◆ OBJECTIVE: Please put every line of the listing below into a numbered list, leaving out any blank lines.

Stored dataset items
<<<<

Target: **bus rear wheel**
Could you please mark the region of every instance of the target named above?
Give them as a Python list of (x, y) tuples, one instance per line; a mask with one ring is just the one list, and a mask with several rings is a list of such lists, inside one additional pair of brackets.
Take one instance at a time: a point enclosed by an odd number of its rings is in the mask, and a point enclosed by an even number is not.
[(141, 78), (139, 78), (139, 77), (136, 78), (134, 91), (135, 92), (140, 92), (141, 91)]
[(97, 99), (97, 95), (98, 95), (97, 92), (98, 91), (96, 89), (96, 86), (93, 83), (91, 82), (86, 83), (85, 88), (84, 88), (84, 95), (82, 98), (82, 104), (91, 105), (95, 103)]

>>>>

◆ REPLY TO THE EXERCISE:
1. Target: **bus rear wheel**
2. Could you please mark the region of every instance of the target named above?
3. Give them as a Python list of (x, y) tuples, one instance per line; a mask with one ring is just the one list, and a mask with several rings is a list of such lists, inside one additional pair of brackets.
4. Take one instance at a time: a point enclosed by an odd number of its rings is in the mask, and a point enclosed by an even number is not.
5. [(141, 78), (139, 78), (139, 77), (136, 78), (134, 91), (135, 92), (140, 92), (141, 91)]
6. [(97, 99), (97, 95), (98, 95), (97, 92), (98, 91), (96, 89), (96, 86), (93, 83), (91, 82), (86, 83), (85, 88), (84, 88), (84, 95), (82, 98), (82, 104), (91, 105), (95, 103)]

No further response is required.